Мы получали в готовом виде все — чувства, песни, рассуждения добро и зло (так у Л.Л.!). Но получали в готовом виде и подлость, как пилюли, как политический витамин. И глотали, глотали, не раздумывая и не задумываясь ни над чем.

 

* * *

Постепенно выработался стиль образцово-показательной интеллигентности. Уже говорят «благодарю за внимание», а наступая на ноги, — «извиняюсь».

Пошло сплошное социал-утепление. Банальность и пошлость были взяты на службу, на высокий оклад. Они должны были смягчить и ликвидировать противоречия.

Все стали болтать, полагая, что это и есть проявление необузданных демократических свобод. В журналах появились голые ноги, снятые выше колен не менее чем на два с половиной сантиметра. Равно появились статьи о бюрократах, с уклоном гражданской озабоченности.

Все засуетились, как девочки перед богатым клиентом. Богатым клиентом оказался Запад. Надо было показать ему товар лицом. Надо было показать изысканные манеры и самобытную раскованность.

И опять надо было показывать, показывать, показывать потому что иного самопроявления никто себе не представлял.

 

* * *

Первой марксисткой была баронесса Женни фон Вестфален.

Революции затевают образованные поколениями люди, восстающие прежде всего против своего класса. Но объединиться бывает трудно даже им.

Ненависть толпы к образованным людям непреходяща. Толпа всегда реакционна и еще никогда не собиралась добровольно для созидательной деятельности. Но зато для того, чтобы метнуть толпу на разрушение, — нужно только свистнуть.

Бывают моменты, когда интеллигентные вожди направляли какое-то время разрушительную деятельность толпы в более или менее оптимальное русло. Но эти моменты длились недолго. Они были яркими вспышками, освещавшими разгневанные и вместе с тем растерянные лица.

Практика истории показала, что толпа реакционна и более приспособлена к повиновению, чем этого хотелось бы. Увы, печально.

И повелевать толпою может только тот, кто действует согласно ее инстинктам.

Разум здесь ни при чем.

===============

Задание
Перепечатайте без изменений фрагмент выбранного отрывка между словами «Все стали болтать, полагая, что» и «трудно даже им.» включительно.

[Извлечённые записи данных]
===============

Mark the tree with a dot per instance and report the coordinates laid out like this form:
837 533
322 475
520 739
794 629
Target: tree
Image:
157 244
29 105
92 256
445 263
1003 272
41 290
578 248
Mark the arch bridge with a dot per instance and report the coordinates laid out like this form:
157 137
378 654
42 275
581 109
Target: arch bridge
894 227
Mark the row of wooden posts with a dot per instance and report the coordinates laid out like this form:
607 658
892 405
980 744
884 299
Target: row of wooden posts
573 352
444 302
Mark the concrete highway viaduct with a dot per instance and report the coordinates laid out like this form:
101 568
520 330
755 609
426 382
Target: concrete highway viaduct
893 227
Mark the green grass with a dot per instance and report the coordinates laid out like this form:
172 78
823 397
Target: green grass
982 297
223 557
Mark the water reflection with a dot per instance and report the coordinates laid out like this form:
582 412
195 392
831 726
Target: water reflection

===============

Решение задания
Все стали болтать, полагая, что это и есть проявление необузданных демократических свобод. В журналах появились голые ноги, снятые выше колен не менее чем на два с половиной сантиметра. Равно появились статьи о бюрократах, с уклоном гражданской озабоченности.

Все засуетились, как девочки перед богатым клиентом. Богатым клиентом оказался Запад. Надо было показать ему товар лицом. Надо было показать изысканные манеры и самобытную раскованность.

И опять надо было показывать, показывать, показывать потому что иного самопроявления никто себе не представлял.

 

* * *

Первой марксисткой была баронесса Женни фон Вестфален.

Революции затевают образованные поколениями люди, восстающие прежде всего против своего класса. Но объединиться бывает трудно даже им.